* _Data shown_
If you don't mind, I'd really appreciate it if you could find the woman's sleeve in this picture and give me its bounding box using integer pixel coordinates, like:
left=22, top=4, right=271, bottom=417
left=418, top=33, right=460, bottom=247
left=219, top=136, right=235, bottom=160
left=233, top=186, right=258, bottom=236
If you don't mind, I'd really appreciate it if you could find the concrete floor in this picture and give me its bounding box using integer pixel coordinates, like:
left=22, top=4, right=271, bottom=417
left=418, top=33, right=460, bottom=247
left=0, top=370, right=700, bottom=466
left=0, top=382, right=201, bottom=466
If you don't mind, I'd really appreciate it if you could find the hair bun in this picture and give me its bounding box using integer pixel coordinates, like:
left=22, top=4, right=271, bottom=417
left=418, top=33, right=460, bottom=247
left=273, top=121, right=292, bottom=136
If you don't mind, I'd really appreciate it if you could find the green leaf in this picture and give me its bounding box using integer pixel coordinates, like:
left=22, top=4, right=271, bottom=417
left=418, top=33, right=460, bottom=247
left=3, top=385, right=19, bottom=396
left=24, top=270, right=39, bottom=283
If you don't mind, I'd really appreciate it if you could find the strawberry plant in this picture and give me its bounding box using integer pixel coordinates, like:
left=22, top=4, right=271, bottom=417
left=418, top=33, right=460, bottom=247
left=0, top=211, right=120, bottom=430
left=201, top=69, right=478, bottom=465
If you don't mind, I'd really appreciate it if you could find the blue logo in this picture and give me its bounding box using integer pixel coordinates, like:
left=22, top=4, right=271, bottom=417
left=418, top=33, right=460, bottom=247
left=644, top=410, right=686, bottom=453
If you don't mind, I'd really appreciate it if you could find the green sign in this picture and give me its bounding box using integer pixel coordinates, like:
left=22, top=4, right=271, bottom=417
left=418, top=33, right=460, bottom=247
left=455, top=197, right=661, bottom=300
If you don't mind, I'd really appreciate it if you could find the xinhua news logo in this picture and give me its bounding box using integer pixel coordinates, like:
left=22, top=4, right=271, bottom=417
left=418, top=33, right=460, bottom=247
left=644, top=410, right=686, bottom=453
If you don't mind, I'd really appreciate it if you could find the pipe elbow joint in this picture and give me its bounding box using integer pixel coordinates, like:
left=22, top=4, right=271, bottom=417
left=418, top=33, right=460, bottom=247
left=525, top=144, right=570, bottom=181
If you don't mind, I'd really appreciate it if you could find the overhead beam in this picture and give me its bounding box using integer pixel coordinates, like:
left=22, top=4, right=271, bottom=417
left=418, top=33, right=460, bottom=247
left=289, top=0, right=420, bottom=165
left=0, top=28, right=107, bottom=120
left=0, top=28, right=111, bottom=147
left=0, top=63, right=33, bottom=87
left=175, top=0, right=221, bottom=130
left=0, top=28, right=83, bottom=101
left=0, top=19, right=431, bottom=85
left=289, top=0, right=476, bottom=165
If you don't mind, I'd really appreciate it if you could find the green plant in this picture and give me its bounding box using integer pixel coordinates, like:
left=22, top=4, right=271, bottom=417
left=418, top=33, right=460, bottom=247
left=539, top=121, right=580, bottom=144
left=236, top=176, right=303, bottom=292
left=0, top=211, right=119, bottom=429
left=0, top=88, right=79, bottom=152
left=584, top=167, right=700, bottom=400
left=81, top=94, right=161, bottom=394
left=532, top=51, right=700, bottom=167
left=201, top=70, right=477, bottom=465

* _Stated problem_
Switch every "integer pixel coordinates" in the data above to "whole-number pixel coordinates" and return all of the lines with nothing else altered.

* _Answer for this exercise_
If you don't mind, I'd really appreciate it if you could find the woman's sleeve in this picture and give me its bounding box using whole-number pixel coordinates, like:
left=22, top=4, right=271, bottom=417
left=418, top=33, right=460, bottom=247
left=219, top=136, right=235, bottom=160
left=233, top=186, right=258, bottom=236
If you don't mind, I'd really appreciate it if you could find the concrete floor in this picture and give me its bounding box using whole-number pixel coordinates, like:
left=22, top=4, right=271, bottom=417
left=418, top=33, right=460, bottom=247
left=0, top=370, right=700, bottom=466
left=0, top=382, right=201, bottom=466
If you don't mind, I'd really appreciate it if you could find the hair bun in this picture and give me its bounding box using whole-number pixel coordinates, like:
left=22, top=4, right=271, bottom=417
left=418, top=33, right=460, bottom=247
left=273, top=121, right=292, bottom=136
If you don't mind, I'd really appreciate it if you could find the green leaf in this picture and give me its bounding box using whole-number pixel coordinates, like:
left=22, top=4, right=271, bottom=417
left=418, top=33, right=460, bottom=247
left=3, top=385, right=19, bottom=396
left=24, top=270, right=39, bottom=283
If you don't mind, I'd really appreciate it if you could find the strawberry plant in this picture and give me its bounding box using whole-number pixel coordinates, like:
left=22, top=4, right=271, bottom=417
left=418, top=33, right=460, bottom=247
left=0, top=211, right=120, bottom=430
left=201, top=69, right=478, bottom=465
If you don't mind, I'd really appreciate it if you could find the blue logo in this picture and give me its bounding box using whole-number pixel coordinates, like:
left=22, top=4, right=271, bottom=417
left=418, top=33, right=460, bottom=247
left=644, top=410, right=686, bottom=453
If you don't mind, I'd really appreciate it if you could find the green sign in this picture and give me its bounding box using whole-number pixel coordinates, like:
left=22, top=4, right=271, bottom=417
left=418, top=33, right=460, bottom=247
left=455, top=197, right=661, bottom=300
If you don't mind, I'd really appreciate it if you could find the xinhua news logo in this picture and give me its bounding box using whole-number pixel coordinates, like:
left=22, top=4, right=271, bottom=417
left=418, top=33, right=460, bottom=247
left=644, top=410, right=686, bottom=453
If you don't mind, I'd really appreciate it if you could find the pipe elbow joint in this picture and give me its bounding box using whole-number pixel coordinates, like:
left=22, top=4, right=271, bottom=417
left=418, top=33, right=460, bottom=247
left=525, top=144, right=570, bottom=181
If you don't mind, I'd really appreciate it if you could find the overhead beam in this picture and give me its bounding box using whole-number pixel coordinates, like:
left=22, top=4, right=271, bottom=417
left=418, top=33, right=460, bottom=247
left=289, top=0, right=420, bottom=165
left=0, top=28, right=107, bottom=120
left=0, top=28, right=111, bottom=147
left=0, top=63, right=33, bottom=87
left=175, top=0, right=221, bottom=130
left=0, top=28, right=83, bottom=101
left=0, top=19, right=431, bottom=85
left=289, top=0, right=476, bottom=165
If you don't mind, I'd really appreciate it if you could find the green plant in this picture and give me its bounding box using whole-number pixel coordinates, like:
left=22, top=4, right=271, bottom=417
left=418, top=33, right=460, bottom=247
left=539, top=121, right=580, bottom=144
left=236, top=176, right=303, bottom=292
left=0, top=211, right=119, bottom=429
left=0, top=88, right=79, bottom=152
left=584, top=167, right=700, bottom=400
left=81, top=94, right=161, bottom=394
left=532, top=51, right=700, bottom=167
left=201, top=70, right=477, bottom=465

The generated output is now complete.